The Obama Administration’s Healthcare plan touts 3 Goals: Improve Access, Increase Quality, and Reduce Cost. No doubt these are the right goals. As far as I can see, the 95% focus today is on the first one only. Every legislative discussion is about Providing and Requiring Insurance Coverage for all Americans. No doubt that this is a great social initiative for an industrialized country. The fact that we have so many uninsured citizens is an embarrassment. Don’t forget, though, that many of the uninsured are also illegal residents of the US, but the remaining numbers of uninsured is still too high.
I was on a plane with Chris Matthews of MSNBC last week and when I mentioned my firm was heavily involved in Healthcare, his immediate comments were that he was hearing the coming legislation would require everyone to have insurance coverage and the administration was pushing the equivalent of an NGO: Non-Government Organization that is not directly a part of a government organization and has private & public financing. This NGO would provide a health insurance alternative to make insurance coverage affordable for all Americans and potentially provide price pressures on existing private insurance plans. Notice how the immediate reaction to healthcare changes in the US are all around access, access, and more access.

*ACTIONS TO TAKE*
A – Retype everything in the commentary on the Obama healthcare plan from "I was on a plane" down to "and more access.", word for word.
B – Pick up the commentary on the Obama healthcare plan after its last sentence and continue writing it.

*STUDY MATERIAL*
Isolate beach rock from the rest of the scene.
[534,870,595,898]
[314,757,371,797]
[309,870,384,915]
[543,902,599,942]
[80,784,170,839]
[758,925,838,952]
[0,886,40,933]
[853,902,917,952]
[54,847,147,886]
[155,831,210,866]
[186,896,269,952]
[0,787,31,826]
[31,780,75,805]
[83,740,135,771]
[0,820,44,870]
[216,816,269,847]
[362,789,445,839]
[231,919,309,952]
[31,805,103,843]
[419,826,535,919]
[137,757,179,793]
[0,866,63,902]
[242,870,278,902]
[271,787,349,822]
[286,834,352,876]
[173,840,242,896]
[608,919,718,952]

--

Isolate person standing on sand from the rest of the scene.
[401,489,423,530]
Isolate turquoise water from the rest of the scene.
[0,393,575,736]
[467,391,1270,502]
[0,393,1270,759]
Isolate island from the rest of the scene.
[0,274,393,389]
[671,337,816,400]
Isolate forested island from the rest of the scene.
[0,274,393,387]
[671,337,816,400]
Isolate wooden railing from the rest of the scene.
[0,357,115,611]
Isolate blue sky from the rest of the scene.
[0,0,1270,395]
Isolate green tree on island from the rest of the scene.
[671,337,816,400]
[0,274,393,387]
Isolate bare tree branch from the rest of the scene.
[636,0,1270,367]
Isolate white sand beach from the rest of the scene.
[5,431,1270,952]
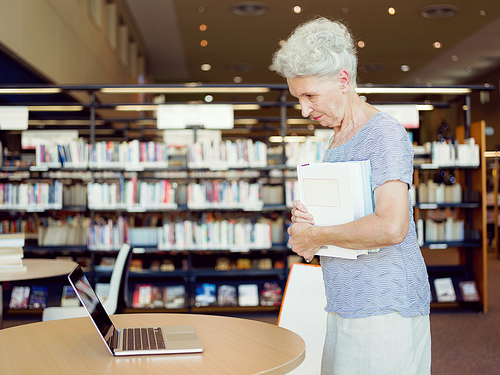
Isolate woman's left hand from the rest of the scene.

* * *

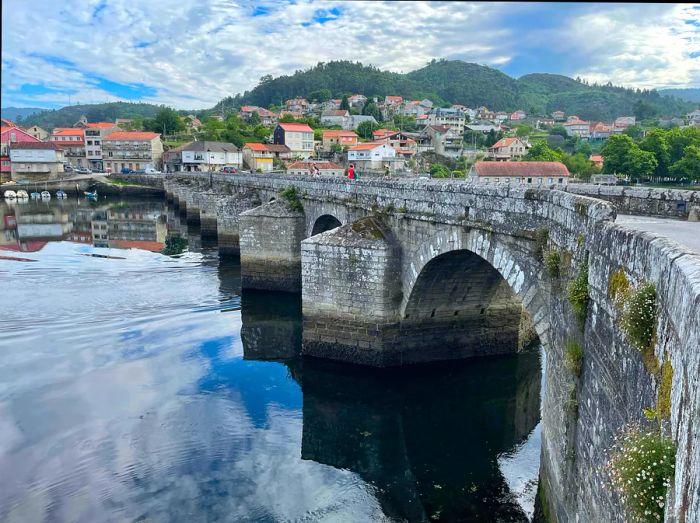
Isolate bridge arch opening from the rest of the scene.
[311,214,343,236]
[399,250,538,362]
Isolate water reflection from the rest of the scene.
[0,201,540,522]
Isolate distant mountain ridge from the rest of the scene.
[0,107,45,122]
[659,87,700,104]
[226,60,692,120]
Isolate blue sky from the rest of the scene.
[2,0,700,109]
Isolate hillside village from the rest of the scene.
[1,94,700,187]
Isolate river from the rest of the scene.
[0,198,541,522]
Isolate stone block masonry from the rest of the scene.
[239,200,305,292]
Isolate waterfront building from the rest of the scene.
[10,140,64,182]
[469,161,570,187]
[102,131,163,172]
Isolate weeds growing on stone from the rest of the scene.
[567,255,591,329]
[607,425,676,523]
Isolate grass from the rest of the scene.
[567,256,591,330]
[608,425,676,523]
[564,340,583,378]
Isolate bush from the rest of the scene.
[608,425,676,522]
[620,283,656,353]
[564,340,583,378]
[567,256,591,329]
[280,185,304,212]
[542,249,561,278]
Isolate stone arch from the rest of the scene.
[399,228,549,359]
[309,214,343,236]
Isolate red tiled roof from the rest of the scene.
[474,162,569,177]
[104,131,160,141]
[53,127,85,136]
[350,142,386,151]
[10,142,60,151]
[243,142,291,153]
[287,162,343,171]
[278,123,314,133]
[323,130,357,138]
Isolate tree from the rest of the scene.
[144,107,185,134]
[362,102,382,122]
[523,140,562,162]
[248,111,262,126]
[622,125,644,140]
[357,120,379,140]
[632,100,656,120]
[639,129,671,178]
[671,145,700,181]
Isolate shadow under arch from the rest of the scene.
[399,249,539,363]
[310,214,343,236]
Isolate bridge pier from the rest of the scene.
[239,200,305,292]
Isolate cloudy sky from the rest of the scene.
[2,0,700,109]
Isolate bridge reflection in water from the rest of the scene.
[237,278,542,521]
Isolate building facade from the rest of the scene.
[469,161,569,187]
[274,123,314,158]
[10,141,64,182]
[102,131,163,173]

*ANSWERS TO THE PROBLEMS*
A –
I was on a plane with Chris Matthews of MSNBC last week and when I mentioned my firm was heavily involved in Healthcare, his immediate comments were that he was hearing the coming legislation would require everyone to have insurance coverage and the administration was pushing the equivalent of an NGO: Non-Government Organization that is not directly a part of a government organization and has private & public financing. This NGO would provide a health insurance alternative to make insurance coverage affordable for all Americans and potentially provide price pressures on existing private insurance plans. Notice how the immediate reaction to healthcare changes in the US are all around access, access, and more access.

B –
Sounds noble but how does this support quality and cost? As Michael Gerson notes in the Washington Post today, “the administration, it turns out, has no serious plan to control healthcare costs.” Fundamentally, providing government benefits are expensive and require funding. So some form of taxes will be required to provide this benefit. After having taxpayers fund this healthcare insurance option, then what do we have? More people getting more doctor visits, more tests, more hospitalization, and more pharmaceuticals. No wonder big pharma is behind this – this will increase demand for their products from paying customers.
Don’t get me wrong. I am not in favor of the Republican plan to make people better consumers of healthcare, somehow thinking that people with no medical understanding will shop for healthcare the way they shop for televisions and clothes. Utter nonsense. And, by the way, if they had the ability to make cost-based choices, the assumption that individuals would choose the cheapest alternative is also flawed logic. When your health is involved, do you want the best or cheapest?
So I have a comprehensive plan to transform healthcare, which I will lay out over the coming weeks. I believe the administration is not reaching far enough in its effort to transform healthcare. If we are not bold, then we will be left with no other alternative but to ration healthcare for the elderly and chronically ill. We already ration healthcare today: its the poor and underinsured that are impacted the most. So the administration, unwittingly, proposes to shift that rationing to the old and very sick. I don’t like it one bit.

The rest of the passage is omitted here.